GIVEN REQUEST: Find every line in the listing below that contains the string "crane" and copy each such line unchanged.

Records of labeled boxes:
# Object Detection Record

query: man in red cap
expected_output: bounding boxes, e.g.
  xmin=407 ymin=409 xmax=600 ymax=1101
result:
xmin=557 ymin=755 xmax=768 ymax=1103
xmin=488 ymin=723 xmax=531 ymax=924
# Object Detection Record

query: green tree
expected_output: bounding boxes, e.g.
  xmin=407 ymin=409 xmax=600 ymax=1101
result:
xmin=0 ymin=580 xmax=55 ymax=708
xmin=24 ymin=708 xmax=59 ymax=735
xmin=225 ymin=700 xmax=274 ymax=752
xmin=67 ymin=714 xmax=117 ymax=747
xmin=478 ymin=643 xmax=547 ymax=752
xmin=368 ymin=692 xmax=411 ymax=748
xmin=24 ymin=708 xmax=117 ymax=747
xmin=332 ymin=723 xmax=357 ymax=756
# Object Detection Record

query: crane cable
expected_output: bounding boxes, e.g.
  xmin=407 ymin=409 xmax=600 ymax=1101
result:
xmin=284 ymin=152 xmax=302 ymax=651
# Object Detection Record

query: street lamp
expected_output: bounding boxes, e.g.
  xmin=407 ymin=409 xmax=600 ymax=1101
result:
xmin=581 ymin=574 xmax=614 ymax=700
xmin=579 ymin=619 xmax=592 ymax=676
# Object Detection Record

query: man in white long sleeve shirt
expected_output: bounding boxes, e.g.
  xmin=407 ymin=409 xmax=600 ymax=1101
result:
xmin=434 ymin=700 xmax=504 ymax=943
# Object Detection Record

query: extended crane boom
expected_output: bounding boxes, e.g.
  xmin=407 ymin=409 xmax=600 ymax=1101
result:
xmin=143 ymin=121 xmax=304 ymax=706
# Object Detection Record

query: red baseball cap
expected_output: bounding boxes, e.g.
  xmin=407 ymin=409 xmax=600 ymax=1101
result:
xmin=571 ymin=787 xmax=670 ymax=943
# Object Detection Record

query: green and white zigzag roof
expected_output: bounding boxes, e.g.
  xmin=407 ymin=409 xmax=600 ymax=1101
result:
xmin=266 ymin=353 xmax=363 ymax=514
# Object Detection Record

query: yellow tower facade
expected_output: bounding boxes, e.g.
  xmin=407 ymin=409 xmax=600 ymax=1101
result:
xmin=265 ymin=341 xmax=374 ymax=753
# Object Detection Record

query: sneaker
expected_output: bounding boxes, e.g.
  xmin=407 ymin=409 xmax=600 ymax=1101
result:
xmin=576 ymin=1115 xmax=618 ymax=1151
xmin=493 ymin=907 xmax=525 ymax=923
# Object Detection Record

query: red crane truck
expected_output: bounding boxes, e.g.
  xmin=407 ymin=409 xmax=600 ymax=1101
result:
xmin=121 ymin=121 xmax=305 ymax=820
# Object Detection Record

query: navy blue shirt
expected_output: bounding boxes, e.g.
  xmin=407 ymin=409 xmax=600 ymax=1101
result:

OUTPUT OF THE TASK:
query: crane cable
query: extended crane boom
query: red crane truck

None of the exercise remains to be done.